--- Records to use ---
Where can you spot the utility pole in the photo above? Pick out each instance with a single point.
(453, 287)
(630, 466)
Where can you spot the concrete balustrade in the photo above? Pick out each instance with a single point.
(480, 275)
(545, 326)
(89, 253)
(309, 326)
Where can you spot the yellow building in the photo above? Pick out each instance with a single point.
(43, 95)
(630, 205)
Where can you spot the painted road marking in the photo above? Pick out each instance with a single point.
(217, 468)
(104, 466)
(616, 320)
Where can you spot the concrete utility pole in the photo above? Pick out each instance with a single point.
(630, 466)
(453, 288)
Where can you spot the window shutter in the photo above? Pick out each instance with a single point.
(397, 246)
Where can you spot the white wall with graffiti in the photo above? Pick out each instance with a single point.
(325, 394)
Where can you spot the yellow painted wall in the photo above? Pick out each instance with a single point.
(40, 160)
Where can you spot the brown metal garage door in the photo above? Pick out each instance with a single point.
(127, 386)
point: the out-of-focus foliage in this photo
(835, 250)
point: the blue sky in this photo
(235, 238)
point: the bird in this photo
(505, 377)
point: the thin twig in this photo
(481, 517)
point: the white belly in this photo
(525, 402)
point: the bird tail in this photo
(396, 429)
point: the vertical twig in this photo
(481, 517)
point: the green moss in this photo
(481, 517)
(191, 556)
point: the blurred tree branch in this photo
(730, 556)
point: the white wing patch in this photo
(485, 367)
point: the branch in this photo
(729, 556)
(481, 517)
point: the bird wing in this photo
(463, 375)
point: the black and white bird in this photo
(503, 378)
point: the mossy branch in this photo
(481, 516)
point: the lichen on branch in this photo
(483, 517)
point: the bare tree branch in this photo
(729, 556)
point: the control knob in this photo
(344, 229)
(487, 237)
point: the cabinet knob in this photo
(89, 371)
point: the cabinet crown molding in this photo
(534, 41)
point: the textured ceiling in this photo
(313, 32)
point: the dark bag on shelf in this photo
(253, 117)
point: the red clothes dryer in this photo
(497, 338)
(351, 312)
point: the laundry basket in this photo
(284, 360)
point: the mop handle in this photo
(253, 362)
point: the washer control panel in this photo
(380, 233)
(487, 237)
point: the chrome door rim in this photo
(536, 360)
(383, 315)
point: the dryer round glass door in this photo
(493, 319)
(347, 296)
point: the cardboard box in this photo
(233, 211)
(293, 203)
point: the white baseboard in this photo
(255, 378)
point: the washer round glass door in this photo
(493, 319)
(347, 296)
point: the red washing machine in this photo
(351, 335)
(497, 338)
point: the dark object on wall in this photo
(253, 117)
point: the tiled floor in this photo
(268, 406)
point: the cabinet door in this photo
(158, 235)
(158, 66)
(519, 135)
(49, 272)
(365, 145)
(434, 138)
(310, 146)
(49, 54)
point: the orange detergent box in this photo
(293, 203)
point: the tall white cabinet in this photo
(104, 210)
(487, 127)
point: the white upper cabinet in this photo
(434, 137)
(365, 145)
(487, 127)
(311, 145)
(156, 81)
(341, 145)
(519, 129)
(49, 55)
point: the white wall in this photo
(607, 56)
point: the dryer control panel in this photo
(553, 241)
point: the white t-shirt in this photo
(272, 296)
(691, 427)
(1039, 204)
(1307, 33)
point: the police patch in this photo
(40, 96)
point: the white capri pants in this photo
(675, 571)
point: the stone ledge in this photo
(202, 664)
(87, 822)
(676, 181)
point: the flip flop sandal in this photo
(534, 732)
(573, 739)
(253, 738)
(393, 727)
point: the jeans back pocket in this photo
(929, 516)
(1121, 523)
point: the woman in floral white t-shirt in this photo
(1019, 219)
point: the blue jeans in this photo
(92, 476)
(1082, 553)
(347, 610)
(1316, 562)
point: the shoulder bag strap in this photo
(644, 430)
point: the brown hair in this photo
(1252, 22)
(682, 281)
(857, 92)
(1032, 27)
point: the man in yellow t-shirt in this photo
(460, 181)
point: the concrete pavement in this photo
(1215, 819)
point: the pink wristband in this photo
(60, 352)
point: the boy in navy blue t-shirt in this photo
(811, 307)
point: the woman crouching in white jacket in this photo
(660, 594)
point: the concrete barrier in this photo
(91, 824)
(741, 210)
---
Rewrite every one of the rows above, swapping "Pick out each instance with a single point" for "Mark every instance with one point" everywhere it occurs and keeping everything else as it is.

Where can you spot the utility pole in the photo above? Mark every instance with one point.
(453, 287)
(630, 466)
Where can you spot the concrete balustrade in the photo above? Mark every instance with one point.
(480, 275)
(545, 326)
(89, 253)
(309, 326)
Where can you spot the yellow building in the photo above? Mark every instance with one point.
(43, 95)
(630, 205)
Where can you spot the painted road marking in the photo above? Mark every instance with one point.
(217, 468)
(104, 466)
(616, 320)
Where can you spot the concrete utility pole in the photo above? Mark every instance with one point.
(630, 466)
(453, 288)
Where can you spot the window shutter in the photo above? Mark every instance with one point.
(397, 246)
Where can you spot the white wall with graffiti in the photo above? Mark every instance with one point.
(325, 394)
Where can you spot the yellow painted wall in the photo above? Mark every instance with one point.
(40, 160)
Where can you spot the brown metal garage door in the photo above? Mark every instance with one point.
(127, 386)
point: the out-of-focus foliage in this photo
(835, 250)
point: the blue sky in this photo
(235, 238)
point: the bird in this photo
(505, 377)
point: the thin twig in this photo
(481, 517)
point: the white belly in this photo
(525, 402)
point: the bird tail in this photo
(396, 429)
point: the vertical twig in this photo
(481, 517)
point: the green moss in this photo
(481, 517)
(191, 556)
point: the blurred tree branch in this photo
(730, 556)
point: the white wing patch in this photo
(485, 367)
point: the branch in this photo
(729, 556)
(481, 517)
point: the bird wing in this photo
(463, 375)
point: the black and white bird in this photo
(503, 378)
point: the mossy branch in this photo
(481, 516)
point: the lichen on branch in this photo
(483, 517)
point: the bare tree branch in this photo
(729, 556)
point: the control knob in this photo
(344, 229)
(487, 237)
point: the cabinet knob in this photo
(89, 371)
point: the cabinet crown molding in this photo
(534, 41)
point: the textured ceiling in this photo
(313, 32)
point: the dark bag on shelf in this photo
(253, 117)
point: the red clothes dryer in this photo
(497, 338)
(351, 312)
point: the laundry basket in this photo
(284, 360)
point: the mop handle in this photo
(253, 362)
point: the washer control panel in this photo
(380, 233)
(487, 237)
point: the chrome door rim in this photo
(536, 360)
(383, 315)
point: the dryer round glass door in this photo
(493, 319)
(347, 296)
point: the cardboard box in this photo
(233, 211)
(293, 203)
point: the white baseboard in this photo
(255, 378)
point: the washer round glass door in this photo
(493, 319)
(347, 296)
point: the red washing machine in this photo
(351, 335)
(497, 338)
point: the dark object on wall in this photo
(253, 117)
point: the tiled floor in this photo
(268, 406)
point: the cabinet door in this photo
(158, 235)
(158, 66)
(519, 135)
(49, 272)
(365, 145)
(434, 138)
(310, 146)
(49, 54)
point: the orange detergent box in this photo
(293, 203)
point: the tall white cabinet in this photo
(104, 210)
(487, 127)
point: the white upper cabinet in this photo
(434, 137)
(365, 145)
(487, 127)
(311, 145)
(156, 81)
(341, 145)
(519, 129)
(49, 55)
point: the white wall in this photo
(607, 56)
point: the dryer control panel in this photo
(553, 241)
point: the white t-shirt in this photo
(272, 296)
(691, 427)
(1039, 204)
(1307, 33)
point: the police patch in this photo
(40, 96)
point: the white capri pants in this photo
(675, 571)
point: the stone ledge in this photo
(202, 664)
(87, 822)
(676, 181)
point: the flip flop sandal in this photo
(534, 732)
(573, 739)
(253, 738)
(393, 727)
point: the jeans back pocket in this photo
(929, 516)
(1121, 523)
point: the woman in floral white t-shirt in this photo
(1019, 219)
point: the blue jeans in this photo
(92, 476)
(1082, 553)
(347, 610)
(1316, 562)
point: the shoulder bag strap in this photo
(644, 430)
point: the brown hair in this photo
(1252, 22)
(682, 281)
(857, 92)
(1032, 27)
point: the man in yellow t-shirt in this photo
(460, 181)
point: the concrete pavement in this photo
(1215, 819)
point: the pink wristband in this photo
(60, 352)
point: the boy in navy blue t-shirt in this photo
(811, 307)
point: the woman crouching in white jacket in this photo
(660, 594)
point: the concrete barrier in this photo
(91, 824)
(741, 210)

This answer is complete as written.